>> start Records for this exercise
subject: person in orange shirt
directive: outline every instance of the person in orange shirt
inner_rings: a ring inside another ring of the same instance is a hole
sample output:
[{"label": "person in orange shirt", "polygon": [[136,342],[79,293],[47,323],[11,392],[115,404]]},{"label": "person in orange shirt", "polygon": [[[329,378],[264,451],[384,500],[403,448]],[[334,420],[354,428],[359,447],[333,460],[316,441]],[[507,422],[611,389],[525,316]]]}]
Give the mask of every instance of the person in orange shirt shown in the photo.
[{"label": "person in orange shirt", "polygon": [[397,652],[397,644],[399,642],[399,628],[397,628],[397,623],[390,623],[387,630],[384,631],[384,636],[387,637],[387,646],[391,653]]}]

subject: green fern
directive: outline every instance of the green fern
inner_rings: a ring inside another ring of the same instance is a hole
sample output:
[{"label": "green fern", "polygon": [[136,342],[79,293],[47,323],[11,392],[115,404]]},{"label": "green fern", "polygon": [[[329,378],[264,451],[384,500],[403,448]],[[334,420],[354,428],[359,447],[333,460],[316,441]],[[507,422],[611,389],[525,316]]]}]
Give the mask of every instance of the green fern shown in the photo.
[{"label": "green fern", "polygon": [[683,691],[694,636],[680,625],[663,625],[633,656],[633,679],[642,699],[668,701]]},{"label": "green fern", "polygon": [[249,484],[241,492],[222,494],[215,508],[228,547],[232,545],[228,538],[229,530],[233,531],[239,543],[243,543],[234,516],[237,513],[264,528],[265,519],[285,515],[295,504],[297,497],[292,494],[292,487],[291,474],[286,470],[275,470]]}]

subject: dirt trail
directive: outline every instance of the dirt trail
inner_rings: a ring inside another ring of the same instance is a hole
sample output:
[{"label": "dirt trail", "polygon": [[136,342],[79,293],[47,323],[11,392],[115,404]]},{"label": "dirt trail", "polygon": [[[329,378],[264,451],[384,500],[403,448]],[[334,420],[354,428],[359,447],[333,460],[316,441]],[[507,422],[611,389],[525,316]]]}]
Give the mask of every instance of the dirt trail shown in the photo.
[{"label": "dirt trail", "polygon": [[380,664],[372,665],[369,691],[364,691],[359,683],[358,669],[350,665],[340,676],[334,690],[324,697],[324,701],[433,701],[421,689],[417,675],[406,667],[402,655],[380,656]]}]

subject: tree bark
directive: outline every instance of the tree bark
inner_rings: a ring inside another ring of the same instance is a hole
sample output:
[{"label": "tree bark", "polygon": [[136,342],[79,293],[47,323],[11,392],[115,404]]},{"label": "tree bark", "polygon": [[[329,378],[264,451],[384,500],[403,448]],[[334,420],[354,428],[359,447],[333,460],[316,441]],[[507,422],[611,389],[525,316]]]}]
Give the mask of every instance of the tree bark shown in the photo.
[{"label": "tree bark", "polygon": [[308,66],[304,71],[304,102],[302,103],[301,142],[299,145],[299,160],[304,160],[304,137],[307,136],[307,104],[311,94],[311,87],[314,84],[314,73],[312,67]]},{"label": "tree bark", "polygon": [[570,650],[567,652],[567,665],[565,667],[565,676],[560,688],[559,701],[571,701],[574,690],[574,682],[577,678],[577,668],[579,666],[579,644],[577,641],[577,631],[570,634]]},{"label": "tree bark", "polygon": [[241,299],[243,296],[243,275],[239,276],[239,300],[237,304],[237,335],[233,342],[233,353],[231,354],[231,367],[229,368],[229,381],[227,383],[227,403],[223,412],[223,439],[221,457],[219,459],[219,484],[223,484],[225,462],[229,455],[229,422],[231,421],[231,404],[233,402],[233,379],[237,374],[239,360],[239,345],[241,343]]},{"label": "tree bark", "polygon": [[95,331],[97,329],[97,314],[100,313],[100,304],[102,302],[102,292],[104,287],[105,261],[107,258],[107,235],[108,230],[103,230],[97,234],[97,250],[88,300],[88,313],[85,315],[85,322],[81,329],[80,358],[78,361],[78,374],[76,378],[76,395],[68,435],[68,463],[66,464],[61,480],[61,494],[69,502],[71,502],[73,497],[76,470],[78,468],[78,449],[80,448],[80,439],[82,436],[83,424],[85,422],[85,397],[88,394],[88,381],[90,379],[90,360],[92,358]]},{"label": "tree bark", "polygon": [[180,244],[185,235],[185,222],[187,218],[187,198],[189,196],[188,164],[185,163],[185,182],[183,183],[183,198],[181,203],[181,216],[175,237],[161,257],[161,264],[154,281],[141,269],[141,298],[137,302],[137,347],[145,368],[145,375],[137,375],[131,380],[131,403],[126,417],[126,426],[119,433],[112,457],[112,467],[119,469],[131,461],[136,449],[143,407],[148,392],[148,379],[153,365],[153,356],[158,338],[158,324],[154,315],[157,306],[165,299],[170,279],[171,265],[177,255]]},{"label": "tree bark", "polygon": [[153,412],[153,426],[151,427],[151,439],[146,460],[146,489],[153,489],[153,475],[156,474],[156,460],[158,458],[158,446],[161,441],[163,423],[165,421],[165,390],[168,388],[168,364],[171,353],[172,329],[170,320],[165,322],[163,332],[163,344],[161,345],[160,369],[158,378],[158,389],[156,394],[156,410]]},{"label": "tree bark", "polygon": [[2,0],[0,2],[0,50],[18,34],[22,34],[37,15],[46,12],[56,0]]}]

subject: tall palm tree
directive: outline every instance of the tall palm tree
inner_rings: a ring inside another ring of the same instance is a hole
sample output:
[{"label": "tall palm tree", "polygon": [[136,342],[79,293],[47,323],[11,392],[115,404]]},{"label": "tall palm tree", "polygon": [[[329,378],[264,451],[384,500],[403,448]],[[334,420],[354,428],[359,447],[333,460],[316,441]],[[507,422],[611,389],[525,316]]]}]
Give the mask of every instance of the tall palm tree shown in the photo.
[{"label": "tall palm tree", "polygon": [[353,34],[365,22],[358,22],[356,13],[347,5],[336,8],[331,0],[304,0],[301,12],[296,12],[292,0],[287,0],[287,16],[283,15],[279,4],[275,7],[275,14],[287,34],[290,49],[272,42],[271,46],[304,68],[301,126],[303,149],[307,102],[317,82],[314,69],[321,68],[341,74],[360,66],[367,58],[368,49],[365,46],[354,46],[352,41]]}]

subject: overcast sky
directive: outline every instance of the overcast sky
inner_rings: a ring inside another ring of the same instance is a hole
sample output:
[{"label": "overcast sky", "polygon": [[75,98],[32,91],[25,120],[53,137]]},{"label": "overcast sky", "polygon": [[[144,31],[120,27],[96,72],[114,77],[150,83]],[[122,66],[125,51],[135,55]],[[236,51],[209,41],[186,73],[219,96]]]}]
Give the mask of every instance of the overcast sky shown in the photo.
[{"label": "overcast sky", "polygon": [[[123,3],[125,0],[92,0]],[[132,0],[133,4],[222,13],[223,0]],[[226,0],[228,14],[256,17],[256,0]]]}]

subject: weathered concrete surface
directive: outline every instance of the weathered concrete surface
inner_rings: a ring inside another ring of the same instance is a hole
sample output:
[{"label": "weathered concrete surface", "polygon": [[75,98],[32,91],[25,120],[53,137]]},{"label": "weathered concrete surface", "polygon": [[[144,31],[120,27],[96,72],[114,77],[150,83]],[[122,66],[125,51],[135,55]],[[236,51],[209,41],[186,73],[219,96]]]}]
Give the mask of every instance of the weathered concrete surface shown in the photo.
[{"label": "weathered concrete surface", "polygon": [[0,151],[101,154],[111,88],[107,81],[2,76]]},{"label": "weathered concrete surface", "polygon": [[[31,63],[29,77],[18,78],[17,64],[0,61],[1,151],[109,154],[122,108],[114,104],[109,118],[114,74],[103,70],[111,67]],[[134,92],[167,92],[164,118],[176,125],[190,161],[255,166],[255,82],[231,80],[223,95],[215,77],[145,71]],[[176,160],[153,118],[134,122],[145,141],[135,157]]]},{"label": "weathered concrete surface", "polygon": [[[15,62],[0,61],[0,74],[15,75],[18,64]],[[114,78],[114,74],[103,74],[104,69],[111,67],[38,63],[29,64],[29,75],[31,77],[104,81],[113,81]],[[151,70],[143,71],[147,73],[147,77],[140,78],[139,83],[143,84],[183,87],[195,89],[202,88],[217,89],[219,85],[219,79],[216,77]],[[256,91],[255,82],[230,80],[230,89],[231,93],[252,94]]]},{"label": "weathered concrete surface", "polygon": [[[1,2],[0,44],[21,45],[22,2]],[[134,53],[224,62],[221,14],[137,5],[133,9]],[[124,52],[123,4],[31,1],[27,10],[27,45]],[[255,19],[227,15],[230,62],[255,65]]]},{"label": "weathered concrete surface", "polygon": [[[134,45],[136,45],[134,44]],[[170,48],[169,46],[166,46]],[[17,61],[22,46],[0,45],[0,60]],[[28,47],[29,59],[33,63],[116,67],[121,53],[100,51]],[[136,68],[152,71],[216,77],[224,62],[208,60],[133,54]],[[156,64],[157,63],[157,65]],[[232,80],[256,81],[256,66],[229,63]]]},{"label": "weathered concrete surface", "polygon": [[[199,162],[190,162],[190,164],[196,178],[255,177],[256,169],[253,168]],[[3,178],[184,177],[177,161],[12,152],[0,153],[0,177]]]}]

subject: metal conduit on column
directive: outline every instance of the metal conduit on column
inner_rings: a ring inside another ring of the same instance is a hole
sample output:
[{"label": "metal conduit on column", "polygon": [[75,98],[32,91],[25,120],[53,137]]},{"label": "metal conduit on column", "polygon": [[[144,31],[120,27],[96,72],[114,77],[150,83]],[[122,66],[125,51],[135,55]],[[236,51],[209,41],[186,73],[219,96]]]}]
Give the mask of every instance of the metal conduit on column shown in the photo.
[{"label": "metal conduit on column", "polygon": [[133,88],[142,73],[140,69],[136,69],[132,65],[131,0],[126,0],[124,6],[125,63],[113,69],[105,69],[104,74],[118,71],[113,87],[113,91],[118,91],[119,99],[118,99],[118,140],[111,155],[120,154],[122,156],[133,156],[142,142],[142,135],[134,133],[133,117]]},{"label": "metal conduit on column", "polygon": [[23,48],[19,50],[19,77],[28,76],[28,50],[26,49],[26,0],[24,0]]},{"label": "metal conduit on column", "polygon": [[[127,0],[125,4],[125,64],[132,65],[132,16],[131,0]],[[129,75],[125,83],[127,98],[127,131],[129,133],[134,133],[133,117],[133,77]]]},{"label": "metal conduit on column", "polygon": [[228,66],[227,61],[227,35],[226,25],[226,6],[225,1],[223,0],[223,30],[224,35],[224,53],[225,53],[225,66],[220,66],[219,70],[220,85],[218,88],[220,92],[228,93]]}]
>> end Records for this exercise
Please put the lines above, from the line with "subject: tall palm tree" up to and including the line with "Give the mask of every instance of the tall", into a Markdown table with the columns Row and Line, skipping blank lines.

| Row | Line |
|---|---|
| 1 | subject: tall palm tree |
| 2 | directive: outline every instance of the tall palm tree |
| 3 | inner_rings: a ring inside another ring of the same instance is a hole |
| 4 | sample output: |
| 5 | [{"label": "tall palm tree", "polygon": [[136,342],[79,293],[47,323],[11,392],[115,404]]},{"label": "tall palm tree", "polygon": [[[329,378],[264,451],[384,500],[403,448]],[[334,420],[354,428],[359,447],[333,460],[316,441]],[[507,422],[611,389],[525,316]]]}] |
| 6 | Give the mask of every instance of the tall palm tree shown in the photo. |